DOCUMENT EXTRACT:
There’s risk and opportunity when work is not bound by temporal or spatial boundaries. The end of the traditional workday could mean people are working all the time. But it doesn’t have to. If we can figure out how to prioritize well and do the right things, it actually becomes an opportunity. It’s extreme temporal flexibility, in the same way that we have extreme spatial flexibility. People can take more time off during the day. But to make this not “always on,” it requires deep prioritization.

Deep prioritization correlates with job satisfaction and employee retention. We found that people who feel clear about their priorities, and aligned with their priorities, are four times more likely to stay at a company for two years, and seven times less likely to look for a new job.

The opportunity ahead is to bring space back into the equation as people return to the office. We see that the reason people are going into the office is to connect with other people. We’re going to have to balance this interest in being co-located and spending time together with this new flexibility that we’ve discovered.

Success as a leader will require thinking like a scientist. Nobody knows what hybrid work is going to look like. It’s going to take experimentation. It’s going to take building on the literature, building on what we know works for in-person work, how space is used with technology to connect to people, and everything that we’ve learned from the past couple of years. We need to learn a whole new mindset. We need a scientist’s mindset. If we can do that successfully, we have this opportunity to completely reimagine work, and hopefully create a new and better future of work.

TASK OBJECTIVE:
Return, word for word, the portion of the passage on hybrid work starting with "There’s risk and" and going on through "requires deep prioritization.".

INPUT DATA:

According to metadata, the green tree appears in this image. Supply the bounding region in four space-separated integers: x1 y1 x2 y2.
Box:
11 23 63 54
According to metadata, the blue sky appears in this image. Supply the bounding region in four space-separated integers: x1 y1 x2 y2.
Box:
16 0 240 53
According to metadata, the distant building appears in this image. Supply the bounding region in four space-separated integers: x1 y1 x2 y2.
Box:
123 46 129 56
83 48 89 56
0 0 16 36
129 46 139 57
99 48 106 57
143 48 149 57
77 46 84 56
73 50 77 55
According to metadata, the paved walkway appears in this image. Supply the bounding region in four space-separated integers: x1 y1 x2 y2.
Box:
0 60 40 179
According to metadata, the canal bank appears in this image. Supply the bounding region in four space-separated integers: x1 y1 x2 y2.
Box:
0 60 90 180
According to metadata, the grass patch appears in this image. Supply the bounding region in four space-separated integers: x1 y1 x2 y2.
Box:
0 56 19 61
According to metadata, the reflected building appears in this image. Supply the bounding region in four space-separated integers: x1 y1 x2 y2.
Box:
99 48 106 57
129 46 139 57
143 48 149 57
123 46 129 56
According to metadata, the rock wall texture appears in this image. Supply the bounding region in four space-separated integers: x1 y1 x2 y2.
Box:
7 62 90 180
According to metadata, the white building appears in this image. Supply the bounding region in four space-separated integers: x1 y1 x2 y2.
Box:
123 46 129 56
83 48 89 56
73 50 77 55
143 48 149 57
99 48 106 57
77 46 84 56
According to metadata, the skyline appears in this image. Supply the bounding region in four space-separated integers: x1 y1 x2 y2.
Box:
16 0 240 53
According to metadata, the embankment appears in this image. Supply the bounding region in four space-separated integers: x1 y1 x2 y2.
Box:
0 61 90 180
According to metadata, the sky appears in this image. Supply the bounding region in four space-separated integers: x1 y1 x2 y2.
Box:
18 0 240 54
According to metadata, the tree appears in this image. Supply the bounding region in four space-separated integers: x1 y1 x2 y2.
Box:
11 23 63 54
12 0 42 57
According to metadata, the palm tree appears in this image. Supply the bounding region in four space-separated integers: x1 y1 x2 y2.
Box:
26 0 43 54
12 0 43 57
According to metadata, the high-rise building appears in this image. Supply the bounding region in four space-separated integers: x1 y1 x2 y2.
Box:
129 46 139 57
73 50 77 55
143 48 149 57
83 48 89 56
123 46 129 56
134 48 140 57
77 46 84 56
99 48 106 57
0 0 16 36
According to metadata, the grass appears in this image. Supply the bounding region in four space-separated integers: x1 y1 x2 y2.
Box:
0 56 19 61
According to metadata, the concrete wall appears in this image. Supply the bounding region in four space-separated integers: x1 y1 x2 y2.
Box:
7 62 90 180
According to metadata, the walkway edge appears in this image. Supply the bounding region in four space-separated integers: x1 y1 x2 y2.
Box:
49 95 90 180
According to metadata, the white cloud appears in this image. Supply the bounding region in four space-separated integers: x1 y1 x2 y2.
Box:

EXERCISE RESULT:
There’s risk and opportunity when work is not bound by temporal or spatial boundaries. The end of the traditional workday could mean people are working all the time. But it doesn’t have to. If we can figure out how to prioritize well and do the right things, it actually becomes an opportunity. It’s extreme temporal flexibility, in the same way that we have extreme spatial flexibility. People can take more time off during the day. But to make this not “always on,” it requires deep prioritization.